Maybe Custom_DSDT?  It's the one setting I can't find in make menuconfig, so I haven't tried it.

----------

## zertyz

Maybe this is a problem with KMS -- see https://bbs.archlinux.org/viewtopic.php?pid=859472

... or a buggy ACPI Firmware -- see http://cannibalcandy.wordpress.com/2011/02/18/dsdt-editing-put-an-end-to-your-acpi-woes/

BTW, the Custom DSDT kernel option is to be used when you want to recompile the kernel with a correction to your ACPI AML table.

[]s

Luiz

----------

## HeissFuss

I saw a similar issue when I tried using nouveau (probably the same KMS issue zertyz mentioned.)

What video driver are you using?

----------

## tjscollins

With further testing I've found two partial workarounds.

━━━━

▶ _PROBLEMS_
[a] In the ACPI forum thread, what is the Custom DSDT kernel option used for?
[b] Mark each statement yes or no against the ACPI forum thread, quoting the words that decide it: (i) HeissFuss ran into a similar issue while using nouveau. (ii) The first poster has already tried the Custom_DSDT setting. (iii) tjscollins reports finding three complete workarounds.
[c] Write the next part of the ACPI forum thread, picking up after its final sentence.
The material after this point is separate from the ACPI forum thread.

[Detection examples]
━━━━

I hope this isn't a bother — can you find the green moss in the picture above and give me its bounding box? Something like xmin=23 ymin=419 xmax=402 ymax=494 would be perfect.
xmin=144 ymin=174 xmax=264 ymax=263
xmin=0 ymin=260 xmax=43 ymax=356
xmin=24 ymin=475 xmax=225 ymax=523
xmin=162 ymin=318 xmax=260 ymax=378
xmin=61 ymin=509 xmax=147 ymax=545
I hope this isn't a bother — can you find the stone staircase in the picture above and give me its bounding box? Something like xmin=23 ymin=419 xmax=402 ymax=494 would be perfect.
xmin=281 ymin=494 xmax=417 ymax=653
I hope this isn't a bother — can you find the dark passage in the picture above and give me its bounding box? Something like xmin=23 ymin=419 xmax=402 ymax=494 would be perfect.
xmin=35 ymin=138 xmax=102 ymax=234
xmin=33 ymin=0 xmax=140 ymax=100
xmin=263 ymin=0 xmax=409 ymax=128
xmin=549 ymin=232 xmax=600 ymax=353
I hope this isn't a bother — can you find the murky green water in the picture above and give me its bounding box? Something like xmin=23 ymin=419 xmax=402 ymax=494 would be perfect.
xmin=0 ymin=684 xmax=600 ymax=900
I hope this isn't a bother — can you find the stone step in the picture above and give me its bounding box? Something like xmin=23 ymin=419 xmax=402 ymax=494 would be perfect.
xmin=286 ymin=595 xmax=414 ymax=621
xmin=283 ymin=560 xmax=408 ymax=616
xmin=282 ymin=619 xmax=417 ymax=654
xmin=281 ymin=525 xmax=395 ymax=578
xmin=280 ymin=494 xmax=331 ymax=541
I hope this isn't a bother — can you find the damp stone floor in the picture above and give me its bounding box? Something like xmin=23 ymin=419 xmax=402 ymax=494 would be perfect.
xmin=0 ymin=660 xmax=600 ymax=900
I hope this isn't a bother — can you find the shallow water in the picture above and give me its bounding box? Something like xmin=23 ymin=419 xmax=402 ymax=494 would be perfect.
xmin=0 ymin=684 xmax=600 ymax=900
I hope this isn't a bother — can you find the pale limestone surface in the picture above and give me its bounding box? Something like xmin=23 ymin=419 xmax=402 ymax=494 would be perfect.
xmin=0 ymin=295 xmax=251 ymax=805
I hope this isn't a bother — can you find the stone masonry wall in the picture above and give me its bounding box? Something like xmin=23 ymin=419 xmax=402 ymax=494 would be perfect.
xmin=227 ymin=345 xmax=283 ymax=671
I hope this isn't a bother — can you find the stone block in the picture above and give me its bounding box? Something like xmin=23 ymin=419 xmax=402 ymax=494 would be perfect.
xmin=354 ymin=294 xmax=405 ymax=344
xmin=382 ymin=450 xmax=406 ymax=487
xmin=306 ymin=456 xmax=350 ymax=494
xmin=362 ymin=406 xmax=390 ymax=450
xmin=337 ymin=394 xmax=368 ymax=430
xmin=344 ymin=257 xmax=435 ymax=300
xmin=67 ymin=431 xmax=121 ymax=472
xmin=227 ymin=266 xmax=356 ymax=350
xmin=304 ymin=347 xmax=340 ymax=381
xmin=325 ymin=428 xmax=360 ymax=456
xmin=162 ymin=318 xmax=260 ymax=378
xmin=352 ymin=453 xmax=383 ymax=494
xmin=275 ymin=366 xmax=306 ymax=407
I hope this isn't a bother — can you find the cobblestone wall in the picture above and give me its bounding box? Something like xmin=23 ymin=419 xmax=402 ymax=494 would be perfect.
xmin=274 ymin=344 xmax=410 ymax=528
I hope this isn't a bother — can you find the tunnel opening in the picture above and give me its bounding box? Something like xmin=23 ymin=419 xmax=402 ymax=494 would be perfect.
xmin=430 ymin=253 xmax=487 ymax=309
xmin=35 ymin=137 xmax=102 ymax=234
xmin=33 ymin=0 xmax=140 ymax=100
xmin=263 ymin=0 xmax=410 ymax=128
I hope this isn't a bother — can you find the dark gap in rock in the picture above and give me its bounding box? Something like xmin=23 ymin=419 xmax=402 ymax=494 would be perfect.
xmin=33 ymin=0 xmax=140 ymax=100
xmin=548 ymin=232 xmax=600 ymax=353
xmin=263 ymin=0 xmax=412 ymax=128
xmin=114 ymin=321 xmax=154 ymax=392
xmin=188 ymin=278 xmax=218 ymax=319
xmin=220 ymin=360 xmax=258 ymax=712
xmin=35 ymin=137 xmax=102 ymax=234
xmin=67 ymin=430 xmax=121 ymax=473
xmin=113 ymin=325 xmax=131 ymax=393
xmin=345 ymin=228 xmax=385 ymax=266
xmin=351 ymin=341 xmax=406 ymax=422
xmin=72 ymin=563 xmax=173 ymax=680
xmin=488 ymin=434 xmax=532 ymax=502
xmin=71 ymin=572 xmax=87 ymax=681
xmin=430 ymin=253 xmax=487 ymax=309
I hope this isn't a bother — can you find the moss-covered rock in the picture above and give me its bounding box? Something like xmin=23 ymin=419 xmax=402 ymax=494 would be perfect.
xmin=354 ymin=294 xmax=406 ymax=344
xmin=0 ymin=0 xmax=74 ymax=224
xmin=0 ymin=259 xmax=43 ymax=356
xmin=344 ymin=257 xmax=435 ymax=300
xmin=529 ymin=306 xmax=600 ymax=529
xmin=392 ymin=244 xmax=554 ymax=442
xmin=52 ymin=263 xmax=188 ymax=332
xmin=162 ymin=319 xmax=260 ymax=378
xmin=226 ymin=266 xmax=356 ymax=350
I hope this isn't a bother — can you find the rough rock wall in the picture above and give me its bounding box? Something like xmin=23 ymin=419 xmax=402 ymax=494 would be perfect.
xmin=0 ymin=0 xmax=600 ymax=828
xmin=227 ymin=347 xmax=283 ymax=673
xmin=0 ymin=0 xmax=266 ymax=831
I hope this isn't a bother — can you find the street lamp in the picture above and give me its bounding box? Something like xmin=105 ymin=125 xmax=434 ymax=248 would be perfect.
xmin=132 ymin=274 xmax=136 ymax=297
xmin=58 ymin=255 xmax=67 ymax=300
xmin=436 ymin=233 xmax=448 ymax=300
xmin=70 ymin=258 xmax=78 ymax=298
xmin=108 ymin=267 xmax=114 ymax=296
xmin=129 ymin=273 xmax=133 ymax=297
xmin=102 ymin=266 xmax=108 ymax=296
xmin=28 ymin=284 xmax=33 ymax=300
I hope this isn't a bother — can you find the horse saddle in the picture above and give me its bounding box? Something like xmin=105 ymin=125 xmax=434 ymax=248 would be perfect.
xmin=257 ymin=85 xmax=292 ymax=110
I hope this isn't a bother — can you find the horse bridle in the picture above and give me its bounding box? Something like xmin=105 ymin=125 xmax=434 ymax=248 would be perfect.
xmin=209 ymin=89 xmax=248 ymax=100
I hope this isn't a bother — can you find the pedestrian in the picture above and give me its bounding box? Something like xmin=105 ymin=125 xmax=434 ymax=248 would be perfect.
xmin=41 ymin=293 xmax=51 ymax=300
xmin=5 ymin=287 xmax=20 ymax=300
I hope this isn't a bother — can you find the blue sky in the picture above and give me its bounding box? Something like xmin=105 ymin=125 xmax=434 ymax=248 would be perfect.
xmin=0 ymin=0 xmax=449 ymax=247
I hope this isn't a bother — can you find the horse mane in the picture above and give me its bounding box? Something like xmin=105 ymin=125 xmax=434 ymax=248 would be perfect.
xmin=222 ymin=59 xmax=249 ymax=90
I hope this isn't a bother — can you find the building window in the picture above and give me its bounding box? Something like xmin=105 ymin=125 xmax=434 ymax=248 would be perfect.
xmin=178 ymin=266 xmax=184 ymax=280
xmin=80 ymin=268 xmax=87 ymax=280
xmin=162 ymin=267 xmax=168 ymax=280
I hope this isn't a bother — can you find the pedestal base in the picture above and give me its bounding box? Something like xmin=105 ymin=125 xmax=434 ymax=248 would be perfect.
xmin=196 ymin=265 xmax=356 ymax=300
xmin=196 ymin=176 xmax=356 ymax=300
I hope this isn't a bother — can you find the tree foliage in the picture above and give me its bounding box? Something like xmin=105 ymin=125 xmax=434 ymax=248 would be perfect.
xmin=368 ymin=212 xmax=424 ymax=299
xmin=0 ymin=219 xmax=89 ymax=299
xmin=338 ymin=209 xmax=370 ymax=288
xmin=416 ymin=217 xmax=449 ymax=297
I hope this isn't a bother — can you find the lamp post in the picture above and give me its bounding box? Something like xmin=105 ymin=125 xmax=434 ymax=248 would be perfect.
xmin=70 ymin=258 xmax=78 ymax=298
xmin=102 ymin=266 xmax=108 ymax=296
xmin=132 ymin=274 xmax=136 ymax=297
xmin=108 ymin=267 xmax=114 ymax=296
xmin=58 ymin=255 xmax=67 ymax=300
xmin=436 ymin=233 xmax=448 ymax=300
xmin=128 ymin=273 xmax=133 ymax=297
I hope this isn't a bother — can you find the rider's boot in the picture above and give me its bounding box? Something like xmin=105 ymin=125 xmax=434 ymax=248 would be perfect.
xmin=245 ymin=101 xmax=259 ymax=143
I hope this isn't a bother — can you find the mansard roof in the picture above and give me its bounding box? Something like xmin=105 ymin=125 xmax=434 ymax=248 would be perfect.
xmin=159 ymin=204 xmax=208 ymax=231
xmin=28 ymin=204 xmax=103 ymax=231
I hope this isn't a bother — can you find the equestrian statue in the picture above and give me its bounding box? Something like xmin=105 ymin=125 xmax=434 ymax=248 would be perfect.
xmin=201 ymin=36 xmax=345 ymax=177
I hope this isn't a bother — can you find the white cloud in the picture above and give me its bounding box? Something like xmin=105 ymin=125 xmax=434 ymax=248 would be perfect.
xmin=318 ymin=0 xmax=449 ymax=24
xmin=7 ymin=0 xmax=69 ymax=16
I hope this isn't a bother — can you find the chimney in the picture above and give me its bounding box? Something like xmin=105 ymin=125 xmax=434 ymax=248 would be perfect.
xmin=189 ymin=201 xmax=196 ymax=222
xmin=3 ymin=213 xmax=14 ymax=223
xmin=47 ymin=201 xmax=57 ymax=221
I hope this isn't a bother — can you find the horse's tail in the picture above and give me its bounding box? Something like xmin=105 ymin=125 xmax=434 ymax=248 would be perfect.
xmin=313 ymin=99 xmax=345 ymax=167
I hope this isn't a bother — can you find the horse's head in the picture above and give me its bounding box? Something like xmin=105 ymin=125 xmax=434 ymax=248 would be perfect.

━━━━

▶ _ANSWERS TO THE EXERCISES_
[a] It is used when you want to recompile the kernel with a correction to your ACPI AML table.

[b]
(i) Yes: "I saw a similar issue when I tried using nouveau"
(ii) No: "so I haven't tried it."
(iii) No: "I've found two partial workarounds."

[c]
Toggling kernel modesetting off for the intel i915 driver (which I use for my chipset) does stop the backlight from being turned off and having to be turned back on by hand, but leaves me with the large, ugly fonts and low resolution in the initial console (X and KDE function the same as usual).

Alternatively, I edited the DSDT file to return a fixed value for the BQC method.  Combined with kernel modesetting toggled on this results in the backlight switching off for about half a second, and then switching back on (so I don't have to do it manually).

Neither solution is ideal, but both are functional.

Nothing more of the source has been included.